TASK INPUT
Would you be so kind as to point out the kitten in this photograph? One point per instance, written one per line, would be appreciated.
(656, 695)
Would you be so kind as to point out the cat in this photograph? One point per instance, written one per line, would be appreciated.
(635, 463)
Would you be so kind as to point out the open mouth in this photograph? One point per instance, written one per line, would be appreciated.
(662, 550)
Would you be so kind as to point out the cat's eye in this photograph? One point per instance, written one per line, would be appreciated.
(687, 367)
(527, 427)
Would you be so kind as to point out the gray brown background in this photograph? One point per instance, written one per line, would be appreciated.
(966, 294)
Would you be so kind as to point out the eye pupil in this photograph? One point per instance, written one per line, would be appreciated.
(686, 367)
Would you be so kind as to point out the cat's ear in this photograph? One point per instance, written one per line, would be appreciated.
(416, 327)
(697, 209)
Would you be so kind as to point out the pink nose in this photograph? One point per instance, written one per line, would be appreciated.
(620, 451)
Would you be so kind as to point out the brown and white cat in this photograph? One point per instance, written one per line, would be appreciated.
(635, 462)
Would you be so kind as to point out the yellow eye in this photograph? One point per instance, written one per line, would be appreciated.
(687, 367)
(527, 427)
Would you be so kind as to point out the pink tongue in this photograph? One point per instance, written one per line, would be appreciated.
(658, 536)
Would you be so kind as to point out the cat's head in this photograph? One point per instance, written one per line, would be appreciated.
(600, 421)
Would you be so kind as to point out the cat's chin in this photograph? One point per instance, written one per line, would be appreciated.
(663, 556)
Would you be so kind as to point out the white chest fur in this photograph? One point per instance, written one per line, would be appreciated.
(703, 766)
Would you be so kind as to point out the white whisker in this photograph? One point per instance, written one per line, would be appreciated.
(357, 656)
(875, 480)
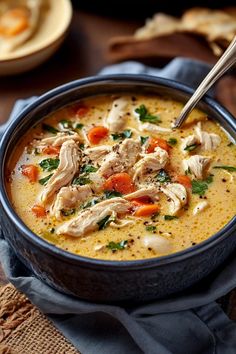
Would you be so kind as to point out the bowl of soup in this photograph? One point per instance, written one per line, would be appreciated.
(102, 199)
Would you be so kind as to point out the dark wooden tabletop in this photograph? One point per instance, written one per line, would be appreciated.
(82, 54)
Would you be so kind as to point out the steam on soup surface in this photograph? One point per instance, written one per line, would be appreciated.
(108, 178)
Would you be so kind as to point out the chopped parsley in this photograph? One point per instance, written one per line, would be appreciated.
(227, 168)
(172, 141)
(81, 181)
(49, 164)
(191, 147)
(88, 169)
(170, 217)
(117, 246)
(143, 139)
(163, 176)
(112, 194)
(102, 224)
(145, 116)
(67, 212)
(49, 128)
(125, 134)
(151, 228)
(44, 181)
(200, 187)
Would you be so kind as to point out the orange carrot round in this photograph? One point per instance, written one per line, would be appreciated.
(30, 171)
(39, 211)
(147, 210)
(96, 134)
(119, 182)
(51, 150)
(153, 143)
(141, 201)
(81, 110)
(184, 180)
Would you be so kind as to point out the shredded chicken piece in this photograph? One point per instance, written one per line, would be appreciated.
(200, 207)
(122, 157)
(117, 116)
(59, 139)
(188, 141)
(69, 197)
(157, 243)
(153, 128)
(151, 162)
(69, 164)
(149, 191)
(178, 195)
(197, 165)
(96, 154)
(88, 220)
(208, 141)
(118, 224)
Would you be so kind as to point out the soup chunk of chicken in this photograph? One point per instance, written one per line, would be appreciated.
(122, 157)
(197, 165)
(89, 219)
(69, 164)
(117, 116)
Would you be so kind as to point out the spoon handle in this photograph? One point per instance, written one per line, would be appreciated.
(222, 65)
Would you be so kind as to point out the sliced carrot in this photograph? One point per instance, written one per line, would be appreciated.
(96, 134)
(184, 180)
(39, 211)
(141, 201)
(153, 143)
(119, 182)
(147, 210)
(51, 150)
(30, 171)
(81, 110)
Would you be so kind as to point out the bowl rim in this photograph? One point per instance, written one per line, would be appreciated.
(87, 262)
(46, 44)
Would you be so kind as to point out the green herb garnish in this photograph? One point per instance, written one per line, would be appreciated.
(90, 203)
(49, 128)
(151, 228)
(49, 164)
(102, 224)
(191, 147)
(144, 116)
(163, 177)
(172, 141)
(143, 139)
(88, 169)
(114, 246)
(200, 187)
(170, 217)
(44, 181)
(227, 168)
(112, 194)
(125, 134)
(81, 181)
(67, 212)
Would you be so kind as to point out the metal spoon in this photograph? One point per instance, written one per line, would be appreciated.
(223, 64)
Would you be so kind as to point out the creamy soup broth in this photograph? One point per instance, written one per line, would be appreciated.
(207, 202)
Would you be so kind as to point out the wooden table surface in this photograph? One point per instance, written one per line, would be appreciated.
(82, 54)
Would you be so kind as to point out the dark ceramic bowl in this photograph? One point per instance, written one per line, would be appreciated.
(100, 280)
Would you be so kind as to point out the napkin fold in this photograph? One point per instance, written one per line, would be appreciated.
(186, 323)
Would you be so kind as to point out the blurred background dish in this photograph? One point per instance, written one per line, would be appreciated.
(30, 32)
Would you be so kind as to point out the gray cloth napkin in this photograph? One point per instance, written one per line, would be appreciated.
(187, 323)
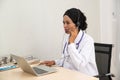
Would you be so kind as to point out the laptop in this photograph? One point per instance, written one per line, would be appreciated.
(37, 70)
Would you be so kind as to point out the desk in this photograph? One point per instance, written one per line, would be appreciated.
(61, 74)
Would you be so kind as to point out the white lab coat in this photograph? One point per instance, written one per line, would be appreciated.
(81, 59)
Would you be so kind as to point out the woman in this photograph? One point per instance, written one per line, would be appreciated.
(78, 47)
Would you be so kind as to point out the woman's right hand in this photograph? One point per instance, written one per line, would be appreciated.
(48, 63)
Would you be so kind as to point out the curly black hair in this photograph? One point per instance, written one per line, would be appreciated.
(77, 17)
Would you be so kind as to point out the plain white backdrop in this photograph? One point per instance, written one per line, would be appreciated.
(35, 27)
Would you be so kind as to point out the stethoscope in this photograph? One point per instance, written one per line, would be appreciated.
(77, 44)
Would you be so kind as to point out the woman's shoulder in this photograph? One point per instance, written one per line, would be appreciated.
(88, 37)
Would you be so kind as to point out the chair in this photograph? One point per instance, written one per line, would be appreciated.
(103, 60)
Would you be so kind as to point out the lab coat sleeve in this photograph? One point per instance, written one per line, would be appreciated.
(82, 57)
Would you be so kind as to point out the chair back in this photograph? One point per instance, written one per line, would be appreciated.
(103, 59)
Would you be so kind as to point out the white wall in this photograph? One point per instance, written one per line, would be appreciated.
(109, 31)
(34, 27)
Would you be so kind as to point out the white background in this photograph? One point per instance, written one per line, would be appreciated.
(34, 27)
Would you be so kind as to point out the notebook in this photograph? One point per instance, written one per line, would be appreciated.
(36, 70)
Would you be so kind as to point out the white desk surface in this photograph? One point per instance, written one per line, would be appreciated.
(61, 74)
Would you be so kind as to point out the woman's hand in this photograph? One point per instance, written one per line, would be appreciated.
(48, 63)
(73, 35)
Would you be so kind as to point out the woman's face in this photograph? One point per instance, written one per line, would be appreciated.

TASK BRIEF
Working from the lines above, reproduce the material exactly and exclude its pictures.

WRITTEN RESPONSE
Would you be so kind as to point out the kitten in this photograph? One point per instance, written one per line, would be appreciated.
(656, 695)
Would you be so kind as to point out the cat in this photograph? One point per instance, written one per line, would be appreciated.
(635, 463)
Would you be so kind as to point out the open mouth in this photograph? One point per instance, written one per line, would be appreciated.
(662, 550)
Would you be so kind as to point out the cat's eye in this photograph? One point per instance, written one per line, would be appreciated.
(687, 367)
(527, 427)
Would you be so kind as to point out the gray brown background in this photograph? One point per instance, written one per line, would be appreciated.
(966, 294)
Would you be so kind as to point out the eye pupil in this photograph? One point per instance, written one per line, would be appreciated.
(686, 367)
Would you be so kind as to point out the cat's ear in this photograph? One point per instance, written one per line, would be appreciated.
(416, 327)
(697, 209)
Would you be so kind as to point out the pink nose in this photograph? One point per instance, written one per line, would be appreciated.
(620, 451)
Would you be so kind as to point out the brown and white cat in this photograph? One point per instance, written one per line, would be appreciated.
(635, 462)
Would you be so kind as to point out the yellow eye in this photograph? One point per instance, written one per line, would be appreciated.
(687, 367)
(527, 427)
Would you be so kind as to point out the pink tongue in this photograph? One point per instance, written one per line, would be appreciated.
(658, 536)
Would you be so kind as to point out the cat's head in this photograph? One point per instance, written one per line, would be appreciated.
(600, 421)
Would you be so kind as to point out the cat's chin in this photograph? One point per instance, written one per line, would be appreciated.
(663, 556)
Would you be so kind as to point out the white chest fur in this photograph? One point per instance, written one per line, would be appreciated.
(703, 766)
Would you be so kind as to point out the white whisker in this photograph? One point per instance, written one per line, would be appreciated.
(357, 656)
(875, 480)
Would you be so kind as to point out the bowl of soup in this photograph? One point per instance, written one per line, would be appreciated.
(102, 199)
Would you be so kind as to point out the dark wooden tabletop in this photograph? One point per instance, written one per line, would be appreciated.
(82, 54)
Would you be so kind as to point out the steam on soup surface in this photograph? One point per instance, written one per line, would be appreciated.
(108, 178)
Would you be so kind as to point out the chopped parsley in this photograph? One point per instance, written one per line, would be appreciated.
(227, 168)
(172, 141)
(81, 181)
(49, 164)
(191, 147)
(88, 169)
(170, 217)
(117, 246)
(143, 139)
(163, 176)
(112, 194)
(102, 224)
(145, 116)
(67, 212)
(49, 128)
(125, 134)
(151, 228)
(44, 181)
(200, 187)
Would you be so kind as to point out the orange carrot round in this photograph? One point per instance, written one per line, would be appreciated.
(30, 171)
(39, 211)
(147, 210)
(96, 134)
(119, 182)
(51, 150)
(153, 143)
(141, 201)
(81, 110)
(184, 180)
Would you be so kind as to point out the shredded chicken piece in this photograph? One point per instance, written one per line, would be appreciated.
(200, 207)
(122, 157)
(117, 116)
(59, 139)
(188, 141)
(69, 197)
(157, 243)
(153, 128)
(151, 162)
(69, 164)
(149, 191)
(178, 195)
(197, 165)
(96, 154)
(88, 220)
(208, 141)
(118, 224)
Would you be so kind as to point out the soup chunk of chicken in this photograph? One point per instance, written one per line, would be appreciated.
(122, 157)
(197, 165)
(89, 219)
(69, 164)
(117, 116)
Would you be so kind as to point out the spoon handle in this photograph? One point per instance, written one per line, would be appreciated.
(222, 65)
Would you be so kind as to point out the sliced carrot in this photograph? One point per instance, written one per line, would be appreciated.
(96, 134)
(184, 180)
(39, 211)
(141, 201)
(153, 143)
(119, 182)
(147, 210)
(51, 150)
(30, 171)
(81, 110)
Would you be so kind as to point out the bowl rim in this photograph? One point per instance, written one per line, would be appreciated.
(87, 262)
(46, 44)
Would you be so kind as to point out the green herb garnish in this photograph? One point per instance, written one per line, would be appreciated.
(90, 203)
(49, 128)
(151, 228)
(49, 164)
(102, 224)
(191, 147)
(144, 116)
(163, 177)
(172, 141)
(143, 139)
(88, 169)
(114, 246)
(200, 187)
(170, 217)
(44, 181)
(227, 168)
(112, 194)
(125, 134)
(81, 181)
(67, 212)
Would you be so kind as to point out the metal spoon in this photograph? One point per instance, written one per line, would be appreciated.
(223, 64)
Would you be so kind as to point out the creamy soup broth in this photograph? One point per instance, written one per line, would be appreciated.
(207, 202)
Would you be so kind as to point out the wooden table surface in this photograph? One point per instance, written one per line, would be appreciated.
(82, 54)
Would you be so kind as to point out the dark ceramic bowl in this photograph? One point per instance, written one per line, would be appreciated.
(100, 280)
Would you be so kind as to point out the napkin fold in this photograph? One point per instance, written one per line, would be appreciated.
(186, 323)
Would you be so kind as to point out the blurred background dish in this photograph? One point per instance, written one per line, would be appreciated.
(30, 32)
Would you be so kind as to point out the gray cloth napkin in this photograph? One point per instance, written one per line, would be appreciated.
(187, 323)
Would you be so kind as to point out the laptop in this photograph? One point per instance, written one per line, would be appreciated.
(37, 70)
Would you be so kind as to point out the desk in this photograph? One point per instance, written one per line, would be appreciated.
(61, 74)
Would you be so kind as to point out the white lab coat in this photograph? One point per instance, written one per line, would be appreciated.
(81, 59)
Would you be so kind as to point out the woman in this photograph? One point per instance, written one per line, would be appreciated.
(78, 47)
Would you be so kind as to point out the woman's right hand in this photograph? One point per instance, written one per line, would be appreciated.
(48, 63)
Would you be so kind as to point out the curly black hair in this photograph? One point per instance, written one per line, would be appreciated.
(77, 17)
Would you be so kind as to point out the plain white backdrop in this photograph? One point per instance, written one per line, would be appreciated.
(35, 27)
Would you be so kind as to point out the stethoscope in this photograph? One point per instance, written one per line, would be appreciated.
(77, 44)
Would you be so kind as to point out the woman's shoulder in this photograph? One point per instance, written one per line, would be appreciated.
(88, 37)
Would you be so kind as to point out the chair in this photograph? One point per instance, written one per line, would be appreciated.
(103, 60)
Would you be so kind as to point out the lab coat sleeve in this photograph? One point per instance, written one per line, would be appreciated.
(82, 57)
Would you be so kind as to point out the chair back in this photograph? One point per instance, written one per line, would be appreciated.
(103, 59)
Would you be so kind as to point out the white wall in this photograph? One point per instance, written one per line, would be appreciated.
(109, 31)
(34, 27)
Would you be so kind as to point out the white background in this photograph? One point per instance, written one per line, would be appreciated.
(34, 27)
Would you be so kind as to point out the notebook in this photograph? One point per instance, written one per line, would be appreciated.
(36, 70)
Would you be so kind as to point out the white desk surface in this photograph? One point per instance, written one per line, would be appreciated.
(61, 74)
Would you be so kind as to point out the woman's hand in this photograph? One point per instance, written one per line, would be appreciated.
(48, 63)
(73, 35)
Would you be so kind as to point out the woman's face in this photograph? One point per instance, written one per line, would be appreciated.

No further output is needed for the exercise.